MATERIAL SHOWN:
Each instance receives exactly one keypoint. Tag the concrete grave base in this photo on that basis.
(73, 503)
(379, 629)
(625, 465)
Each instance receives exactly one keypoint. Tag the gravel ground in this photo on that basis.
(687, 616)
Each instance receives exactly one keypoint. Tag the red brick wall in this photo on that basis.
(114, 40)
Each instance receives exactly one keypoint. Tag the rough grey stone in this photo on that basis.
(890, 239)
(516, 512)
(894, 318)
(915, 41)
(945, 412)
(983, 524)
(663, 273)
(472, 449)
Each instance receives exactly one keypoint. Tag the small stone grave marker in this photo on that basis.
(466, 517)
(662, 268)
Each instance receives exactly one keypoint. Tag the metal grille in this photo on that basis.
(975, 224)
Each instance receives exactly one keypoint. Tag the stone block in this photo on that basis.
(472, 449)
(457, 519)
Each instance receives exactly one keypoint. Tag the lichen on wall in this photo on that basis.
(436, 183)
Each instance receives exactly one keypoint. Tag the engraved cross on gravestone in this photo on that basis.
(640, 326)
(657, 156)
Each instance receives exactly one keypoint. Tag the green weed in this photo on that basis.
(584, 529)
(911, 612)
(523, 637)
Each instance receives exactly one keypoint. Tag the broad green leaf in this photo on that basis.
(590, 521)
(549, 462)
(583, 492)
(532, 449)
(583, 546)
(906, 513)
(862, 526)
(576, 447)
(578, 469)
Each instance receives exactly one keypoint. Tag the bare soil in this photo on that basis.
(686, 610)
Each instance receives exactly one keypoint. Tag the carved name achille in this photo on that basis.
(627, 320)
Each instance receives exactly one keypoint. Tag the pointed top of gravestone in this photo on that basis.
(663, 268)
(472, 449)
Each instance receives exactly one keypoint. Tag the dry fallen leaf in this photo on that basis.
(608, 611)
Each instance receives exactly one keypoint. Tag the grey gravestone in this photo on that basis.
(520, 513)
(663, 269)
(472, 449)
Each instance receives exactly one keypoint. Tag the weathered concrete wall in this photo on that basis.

WORK TO BE COMPLETED: What you return must match the records exactly, line for line.

SOLUTION BELOW:
Each instance receives exactly one keypoint. Tag the concrete grave base in this photo on that basis.
(73, 503)
(379, 629)
(625, 465)
Each instance receives exactly one keypoint. Tag the gravel ground in this photo on that basis.
(687, 616)
Each instance receives exactly one keypoint. Tag the red brick wall in this photo on that basis.
(114, 40)
Each instance receives exactly one keypoint. Tag the rough grey stone in this photo on that basis.
(890, 239)
(516, 512)
(894, 318)
(915, 41)
(945, 412)
(983, 524)
(663, 273)
(472, 449)
Each instance receives exactly one keypoint. Tag the small stone grave marker in this photo on that basis.
(466, 517)
(662, 268)
Each instance receives exactly one keypoint. Tag the metal grille in this photo on that basis.
(975, 224)
Each instance receives exactly one keypoint. Tag the stone block in this photo on that basis.
(472, 449)
(457, 519)
Each instance receives exactly one keypoint. Tag the lichen on wall in this photo on that basis.
(436, 183)
Each instance receives exactly one keypoint. Tag the engraved cross on gravestone in this photo on that basis.
(640, 326)
(657, 156)
Each instance receives exactly one keypoint. Tag the green weed in this photo on that basis.
(584, 529)
(911, 612)
(523, 637)
Each instance receives exactly one keypoint. Tag the broad green leaf in this photo on that basis.
(590, 521)
(549, 462)
(583, 492)
(532, 449)
(583, 546)
(906, 513)
(862, 526)
(576, 447)
(578, 469)
Each instance receives exactly one keypoint. Tag the bare soil in this photo on that basis.
(686, 610)
Each instance receives exactly one keypoint. Tag the carved name achille in this photo on that basis.
(627, 320)
Each instance receives exactly one keypoint. Tag the pointed top of gravestone in this photo on that basis.
(663, 268)
(472, 449)
Each instance receives exactly one keypoint. Tag the dry fallen leaf in this photo on that basis.
(608, 611)
Each instance receives exactly one keypoint. Tag the grey gravestone in this photo on that basis.
(520, 513)
(663, 269)
(472, 449)
Each instance receives exactly one keypoint. Tag the weathered concrete wall in this photo on that basis.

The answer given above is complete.